*ABOUT THIS TASK*: What is needed is an exact copy of every entry below.

(Stored dataset items)
------------------------------------------------------------------------

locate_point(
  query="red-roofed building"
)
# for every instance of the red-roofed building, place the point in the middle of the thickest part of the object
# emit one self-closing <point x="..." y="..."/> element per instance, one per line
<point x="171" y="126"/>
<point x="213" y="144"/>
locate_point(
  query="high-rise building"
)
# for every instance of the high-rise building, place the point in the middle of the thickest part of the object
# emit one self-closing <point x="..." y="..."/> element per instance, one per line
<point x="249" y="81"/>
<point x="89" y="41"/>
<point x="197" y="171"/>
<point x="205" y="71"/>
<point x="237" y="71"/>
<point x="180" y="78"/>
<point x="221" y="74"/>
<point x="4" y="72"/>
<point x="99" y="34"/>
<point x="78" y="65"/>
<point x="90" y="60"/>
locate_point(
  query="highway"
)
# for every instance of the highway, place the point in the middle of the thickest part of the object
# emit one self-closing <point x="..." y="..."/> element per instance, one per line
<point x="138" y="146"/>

------------------------------------------------------------------------

*EXPECTED ANSWER*:
locate_point(
  query="red-roofed building"
)
# for every instance of the red-roofed building, place the point in the middle of the thickest part of the object
# emit one self-closing <point x="..." y="..."/> element per instance, one per line
<point x="171" y="126"/>
<point x="213" y="144"/>
locate_point(
  query="high-rise building"
)
# for every instance of the high-rise building, place the point in the middle of the thickest part of the object
# emit one self-closing <point x="..." y="..."/> element per instance, one per line
<point x="249" y="81"/>
<point x="89" y="41"/>
<point x="197" y="171"/>
<point x="205" y="71"/>
<point x="237" y="71"/>
<point x="180" y="78"/>
<point x="221" y="74"/>
<point x="4" y="72"/>
<point x="99" y="34"/>
<point x="78" y="65"/>
<point x="90" y="60"/>
locate_point(
  query="highway"
)
# for every instance of the highway, place the point in the middle of the thickest part of the object
# emit one self-closing <point x="..." y="..."/> element per instance, one per line
<point x="138" y="146"/>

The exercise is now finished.